--- Record list ---

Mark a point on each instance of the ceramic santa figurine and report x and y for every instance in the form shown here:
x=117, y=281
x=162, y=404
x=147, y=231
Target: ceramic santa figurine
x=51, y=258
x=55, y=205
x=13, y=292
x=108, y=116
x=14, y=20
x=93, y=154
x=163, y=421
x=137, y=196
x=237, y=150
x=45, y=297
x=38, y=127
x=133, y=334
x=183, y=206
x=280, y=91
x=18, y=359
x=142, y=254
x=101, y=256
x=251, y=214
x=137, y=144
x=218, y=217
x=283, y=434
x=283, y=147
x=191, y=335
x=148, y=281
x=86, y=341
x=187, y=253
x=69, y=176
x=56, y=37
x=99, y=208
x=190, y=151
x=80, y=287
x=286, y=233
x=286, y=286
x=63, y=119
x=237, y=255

---

**Short problem:** Rewrite every line of the rows above as a Markdown table with the columns "No." and "Text", numbering the lines in order and omitting any blank lines.

**Correct output:**
| No. | Text |
|---|---|
| 1 | Mark a point on each instance of the ceramic santa figurine and report x and y for every instance in the form shown here: |
| 2 | x=117, y=281 |
| 3 | x=162, y=404 |
| 4 | x=147, y=231 |
| 5 | Target: ceramic santa figurine |
| 6 | x=51, y=258 |
| 7 | x=55, y=205 |
| 8 | x=13, y=292 |
| 9 | x=108, y=116 |
| 10 | x=14, y=20 |
| 11 | x=93, y=154 |
| 12 | x=163, y=421 |
| 13 | x=137, y=196 |
| 14 | x=237, y=150 |
| 15 | x=45, y=297 |
| 16 | x=38, y=127 |
| 17 | x=133, y=334 |
| 18 | x=183, y=206 |
| 19 | x=280, y=91 |
| 20 | x=18, y=359 |
| 21 | x=142, y=254 |
| 22 | x=101, y=256 |
| 23 | x=251, y=214 |
| 24 | x=137, y=144 |
| 25 | x=218, y=217 |
| 26 | x=283, y=434 |
| 27 | x=283, y=147 |
| 28 | x=191, y=335 |
| 29 | x=148, y=281 |
| 30 | x=86, y=341 |
| 31 | x=187, y=253 |
| 32 | x=69, y=176 |
| 33 | x=56, y=37 |
| 34 | x=99, y=208 |
| 35 | x=190, y=151 |
| 36 | x=80, y=287 |
| 37 | x=286, y=233 |
| 38 | x=286, y=286 |
| 39 | x=63, y=119 |
| 40 | x=237, y=255 |